■ Article ■
○ ○ ○ ○ ○

Boston Bruins (4) vs. New York Rangers (6): Puck Daddy’s NHL 2013 Stanley Cup Playoff Preview

Both the Boston Bruins and the New York Rangers are coming off of Game 7 victories in the Eastern Conference quarterfinals.

The Bruins became the first team in NHL history to rally from three goals down in the third period to win a Game 7 over the Leafs. The Rangers routed the Capitals in their Game 7 after a 1-0 win in Game 6.

Who takes this battle of Original Six teams for the right to play for the Conference crown?


The Boston Bruins won a playoff series in seven games without a goal from Brad Marchand and Tyler Seguin, which seemed inconceivable before the postseason. Marchand has three assists and Seguin finally tallied a point in Game 7.

Marchand is on a line with Patrice Bergeron and Jaromir Jagr, who also didn’t tally a goal against the Leafs. Seguin’s playing with Rich Peverley and Chris Kelly.

The Bruins’ top line has been by far its best line: David Krejci, who has 5 goals and 13 points overall, paired with Nathan Horton (4 goals) and Milan Lucic (9 points).

Daniel Paille, Gregory Campbell, Shawn Thornton make up a truculent fourth line.

The New York Rangers won a playoff series in seven games without a goal from Rick Nash, which seemed inconceivable before the postseason. That said, he did some little things right in playing with Mats Zuccarello and Derick Brassard, the Rangers’ Round 1 offensive MVP with 2 goals and 7 points.

○ ○ ○ ○ ○

■ Written instruction a ■
Put every line of the records into a Markdown table with the columns Row and Line, where Row gives each line's number and Line holds the line itself, leaving out blank lines.

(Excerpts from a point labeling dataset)
○ ○ ○ ○ ○

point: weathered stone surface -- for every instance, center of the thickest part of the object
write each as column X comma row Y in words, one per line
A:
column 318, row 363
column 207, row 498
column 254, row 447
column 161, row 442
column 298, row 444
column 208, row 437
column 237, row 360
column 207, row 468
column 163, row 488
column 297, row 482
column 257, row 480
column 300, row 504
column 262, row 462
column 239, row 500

○ ○ ○ ○ ○

■ Written instruction b ■
According to the playoff preview, why did the Bruins' Game 7 win over the Leafs make NHL history?

■ Correct result a ■
| Row | Line |
|---|---|
| 1 | point: weathered stone surface -- for every instance, center of the thickest part of the object |
| 2 | write each as column X comma row Y in words, one per line |
| 3 | A: |
| 4 | column 318, row 363 |
| 5 | column 207, row 498 |
| 6 | column 254, row 447 |
| 7 | column 161, row 442 |
| 8 | column 298, row 444 |
| 9 | column 208, row 437 |
| 10 | column 237, row 360 |
| 11 | column 207, row 468 |
| 12 | column 163, row 488 |
| 13 | column 297, row 482 |
| 14 | column 257, row 480 |
| 15 | column 300, row 504 |
| 16 | column 262, row 462 |
| 17 | column 239, row 500 |

■ Correct result b ■
The Bruins became the first team in NHL history to come back from three goals down in the third period and win a Game 7.